■ **Source information**
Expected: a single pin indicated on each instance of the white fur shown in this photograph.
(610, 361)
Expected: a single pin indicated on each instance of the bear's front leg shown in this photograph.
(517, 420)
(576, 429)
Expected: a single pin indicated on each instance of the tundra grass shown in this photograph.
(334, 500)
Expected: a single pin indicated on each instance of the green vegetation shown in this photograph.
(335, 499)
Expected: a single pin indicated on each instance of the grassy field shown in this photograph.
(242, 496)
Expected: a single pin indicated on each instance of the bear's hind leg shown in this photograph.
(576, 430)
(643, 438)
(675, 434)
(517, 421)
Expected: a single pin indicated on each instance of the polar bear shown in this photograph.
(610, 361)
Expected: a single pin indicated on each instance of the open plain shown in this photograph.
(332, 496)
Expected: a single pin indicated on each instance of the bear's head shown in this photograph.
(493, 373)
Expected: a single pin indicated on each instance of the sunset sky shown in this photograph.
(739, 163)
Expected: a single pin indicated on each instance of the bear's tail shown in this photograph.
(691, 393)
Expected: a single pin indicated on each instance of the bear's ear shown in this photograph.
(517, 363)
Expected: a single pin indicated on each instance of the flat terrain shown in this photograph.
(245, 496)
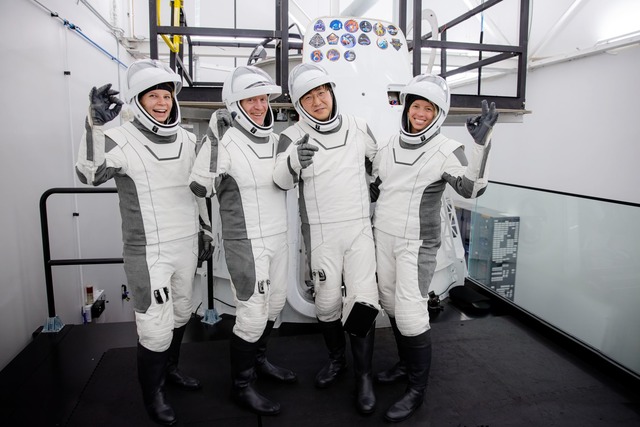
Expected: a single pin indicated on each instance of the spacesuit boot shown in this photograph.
(267, 369)
(362, 351)
(397, 372)
(174, 376)
(151, 374)
(336, 343)
(418, 356)
(243, 376)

■ **What you need to do**
The expected output is every line from the line where "Expected: a single pin indicated on each instance of the flat" appears to the final line of the material, unchanged and with no pictures.

■ **Task response**
Expected: a single pin indicated on each instance of the flat terrain shown in this photograph.
(245, 496)
Expected: a single pin indicated on each instance of the spacesuit boot shown in this photograph.
(267, 369)
(362, 351)
(397, 372)
(174, 376)
(151, 374)
(336, 343)
(418, 356)
(243, 376)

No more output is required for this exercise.